(課題一覧):
1 > 本文でファレリー兄弟が生み出してきたコメディ映画として挙げられている作品名をすべて列挙せよ。
2 > 本文によると、過去10年にトロントで観客賞を受賞した作品のうち、アカデミー賞の作品賞にノミネートされたのは何作品か。

(本文):
トロント国際映画祭が9月6~16日に開催されました[*1]。今年で43回目の開催となった同映画祭は、審査員を置かないノン・コンペティションの映画祭ではあるものの観客や批評家が投票するいくつかの賞が設けられており、特に最高賞にあたる観客賞(People’s Choice Award)は、近年、その年のアカデミー賞をはじめとする映画賞レースを占う上で重視されてきました。実際、過去10年においてトロントで観客賞を受賞した作品のうち実に9作品がアカデミー賞の作品賞にノミネートされています(そのうち受賞したのは『スラムドッグ$ミリオネア』『英国王のスピーチ』『それでも夜は明ける』の3作品)。IndieWireのアン・トンプソン記者は「トロント映画祭観客賞の受賞はその映画が観客の受けが良いというサインであり、トロントの映画ファンたちは特に洗練された質の高い作品を歓迎するが、それはアカデミー賞の投票者が好む傾向でもある」と分析しています[*2]。
そして今年の同映画祭において、デイミアン・チャゼルの『ファースト・マン』、ブラッドリー・クーパー初監督作/レディ・ガガ主演の『アリー/スター誕生』、バリー・ジェンキンスの『If Beale Street Could Talk』、アルフォンソ・キュアロンの『Roma』といった注目作を抑えて観客賞を受賞したのが、ヴィゴ・モーテンセンとマハーシャラ・アリが主演したロードムーヴィー『Green Book』でした。受賞のニュースを知って同作の予告編やヴィジュアルをチェックした人の中には、ヴィゴ・モーテンセンの太マッチョなおじさん体型に軽くショックを受けた方もいるかもしれませんが(もちろん太ったのは役作りのためなので、ファンの方はご安心を)、一部の映画ファンがそれ以上に驚いたのはこれがピーター・ファレリーの監督作だということではないでしょうか。弟のボビーとともに、『ジム・キャリーはMr.ダマー』『キングピン/ストライクの道』『メリーに首ったけ』『愛しのローズ・マリー』『ライラにお手上げ』といった数々のコメディ映画を生み出してきた、あの現代の“おバカ映画”の巨匠・ファレリー兄弟の兄・ピーターが監督した作品が、伝統あるトロント映画祭のプレミア上映で「たくさんの笑いと涙のあとで2分間におよぶスタンディングオベーションを受け」[*3]、その最高賞を受賞し、オスカーの有力作品と目される日がやってくるとは。しかも弟のボビーが関わっていなかったり、初めての実話をもとにした作品だったりで、ファレリー兄弟・チルドレンとしては思わず「どうした!?ファレリー」と問いかけたくなる事態です。

(提供データ):
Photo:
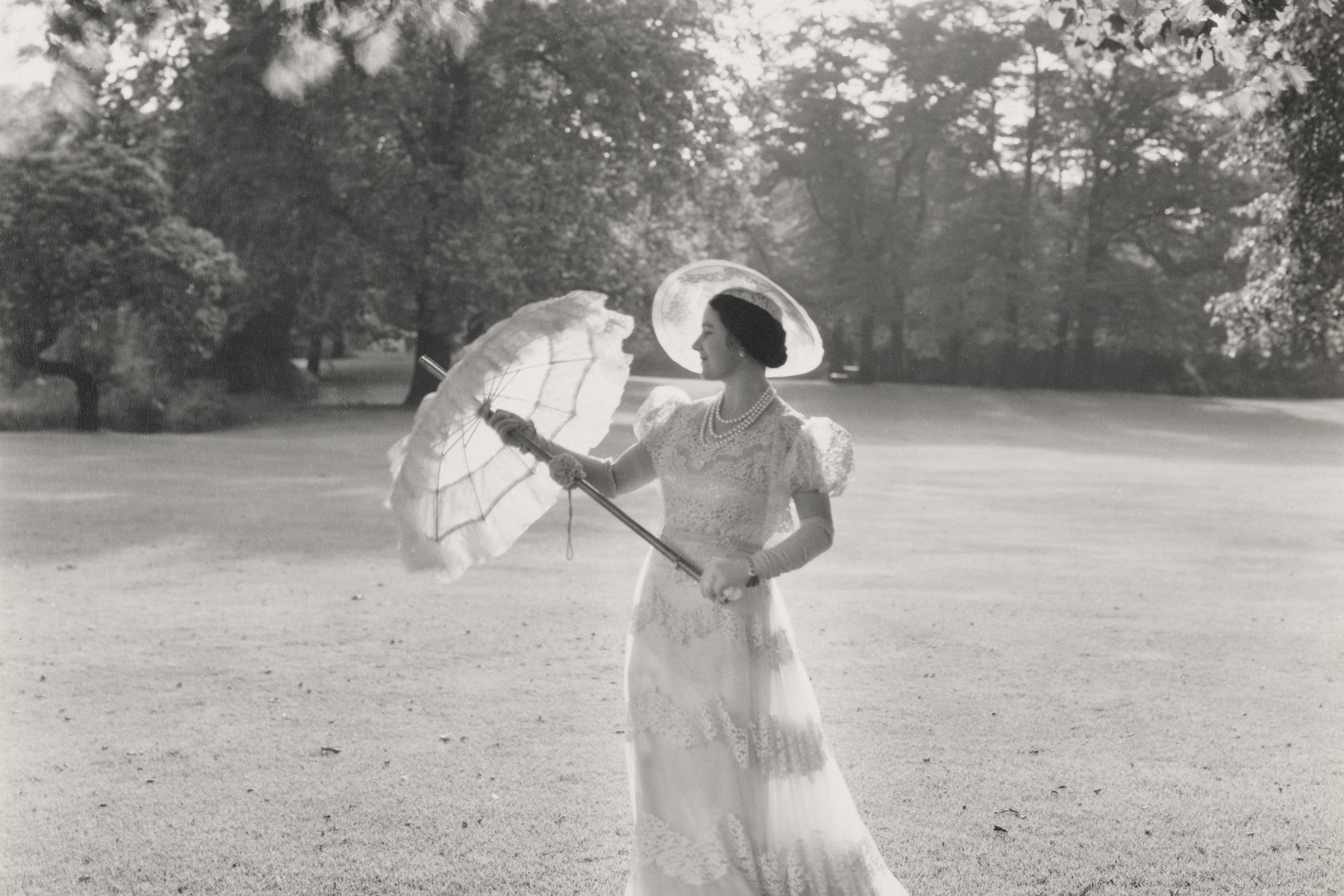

(解答一覧):
1 > 『ジム・キャリーはMr.ダマー』、『キングピン/ストライクの道』、『メリーに首ったけ』、『愛しのローズ・マリー』、『ライラにお手上げ』

2 > 9作品